_Extrait_:
Il est clair que ces idées, toutes sublimes qu’elles peuvent être, ne sont cependant qu’une image d’un bon gouvernement parmi les hommes : c’est le terrestre épuré et transporté au ciel. C’est encore ce que Platon a tant imité.

Enfin l’envie et l’ambition se saisissent du cœur de Moisazor et de ses compagnons : ils joignent les imperfections aux perfections ; ils pervertissent l’ouvrage de l’Éternel ; ils se révoltent contre les trois êtres supérieurs tirés de sa substance divine ; la discorde succède à l’harmonie ; le ciel se divise ; les génies fidèles qui ont conservé la perfection se déclarent contre les génies infidèles qui ont choisi l’imperfection. L’Éternel précipite Moisazor et les autres substances imparfaites et révoltées dans le globe des ténèbres, nommé l’Ondéra.

Voilà probablement l’origine de la guerre des Titans contre les dieux en Égypte ; de la destruction de Typhon, de la punition de Typhéeet d’Encelade enchaînés par les Grecs, en Sicile[1], sous le mont Etna. Un autre aurait dit : Voilà infailliblement, au lieu de voilà probablement. Car on sait que dès qu’un beau conte est inventé par une nation, il est vite copié par une autre : l’aventure d’Amphitryon et de Sosie est originairement de l’Inde ; on l’a déjà remarqué ailleurs[2].

_Consigne_: Reproduisez intégralement et sans aucune modification l’extrait ci-dessus sur la révolte de Moisazor.

_Liste du matériel_:
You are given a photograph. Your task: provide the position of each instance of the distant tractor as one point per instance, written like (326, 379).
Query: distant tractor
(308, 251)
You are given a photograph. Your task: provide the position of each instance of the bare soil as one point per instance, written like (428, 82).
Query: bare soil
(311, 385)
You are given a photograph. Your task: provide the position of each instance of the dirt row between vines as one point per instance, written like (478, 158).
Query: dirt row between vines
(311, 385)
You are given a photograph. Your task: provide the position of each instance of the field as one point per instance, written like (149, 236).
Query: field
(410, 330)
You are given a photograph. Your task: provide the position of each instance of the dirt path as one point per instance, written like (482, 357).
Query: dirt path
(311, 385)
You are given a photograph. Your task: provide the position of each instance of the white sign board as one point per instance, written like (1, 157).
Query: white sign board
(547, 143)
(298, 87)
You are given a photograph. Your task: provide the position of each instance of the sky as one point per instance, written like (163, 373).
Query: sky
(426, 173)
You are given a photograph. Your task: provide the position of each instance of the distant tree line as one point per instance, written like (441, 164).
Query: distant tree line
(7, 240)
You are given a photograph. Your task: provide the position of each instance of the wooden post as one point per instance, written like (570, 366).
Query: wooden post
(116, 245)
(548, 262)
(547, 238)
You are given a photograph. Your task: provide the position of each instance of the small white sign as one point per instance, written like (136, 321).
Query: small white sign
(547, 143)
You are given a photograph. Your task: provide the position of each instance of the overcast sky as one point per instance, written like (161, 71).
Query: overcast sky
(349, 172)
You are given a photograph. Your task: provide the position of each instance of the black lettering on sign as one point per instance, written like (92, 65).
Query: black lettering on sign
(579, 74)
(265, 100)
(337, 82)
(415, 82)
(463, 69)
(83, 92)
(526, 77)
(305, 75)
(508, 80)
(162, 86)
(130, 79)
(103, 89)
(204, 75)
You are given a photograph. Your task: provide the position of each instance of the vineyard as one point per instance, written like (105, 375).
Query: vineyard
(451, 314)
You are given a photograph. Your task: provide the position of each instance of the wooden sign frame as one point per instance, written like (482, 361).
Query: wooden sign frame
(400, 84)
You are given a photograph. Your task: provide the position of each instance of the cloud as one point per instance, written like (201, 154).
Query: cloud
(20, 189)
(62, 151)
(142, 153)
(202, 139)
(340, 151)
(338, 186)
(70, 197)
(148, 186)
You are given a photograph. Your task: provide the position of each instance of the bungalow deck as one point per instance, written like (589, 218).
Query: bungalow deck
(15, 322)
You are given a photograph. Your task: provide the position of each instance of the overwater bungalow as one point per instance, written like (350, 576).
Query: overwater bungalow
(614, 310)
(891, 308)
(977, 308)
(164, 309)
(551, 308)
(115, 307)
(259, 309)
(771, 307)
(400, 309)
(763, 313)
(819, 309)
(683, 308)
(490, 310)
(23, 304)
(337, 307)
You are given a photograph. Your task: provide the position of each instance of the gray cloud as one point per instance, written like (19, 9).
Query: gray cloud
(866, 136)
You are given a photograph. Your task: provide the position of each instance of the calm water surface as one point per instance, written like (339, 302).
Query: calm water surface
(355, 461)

_Réponse finale_:
Il est clair que ces idées, toutes sublimes qu’elles peuvent être, ne sont cependant qu’une image d’un bon gouvernement parmi les hommes : c’est le terrestre épuré et transporté au ciel. C’est encore ce que Platon a tant imité.

Enfin l’envie et l’ambition se saisissent du cœur de Moisazor et de ses compagnons : ils joignent les imperfections aux perfections ; ils pervertissent l’ouvrage de l’Éternel ; ils se révoltent contre les trois êtres supérieurs tirés de sa substance divine ; la discorde succède à l’harmonie ; le ciel se divise ; les génies fidèles qui ont conservé la perfection se déclarent contre les génies infidèles qui ont choisi l’imperfection. L’Éternel précipite Moisazor et les autres substances imparfaites et révoltées dans le globe des ténèbres, nommé l’Ondéra.

Voilà probablement l’origine de la guerre des Titans contre les dieux en Égypte ; de la destruction de Typhon, de la punition de Typhéeet d’Encelade enchaînés par les Grecs, en Sicile[1], sous le mont Etna. Un autre aurait dit : Voilà infailliblement, au lieu de voilà probablement. Car on sait que dès qu’un beau conte est inventé par une nation, il est vite copié par une autre : l’aventure d’Amphitryon et de Sosie est originairement de l’Inde ; on l’a déjà remarqué ailleurs[2].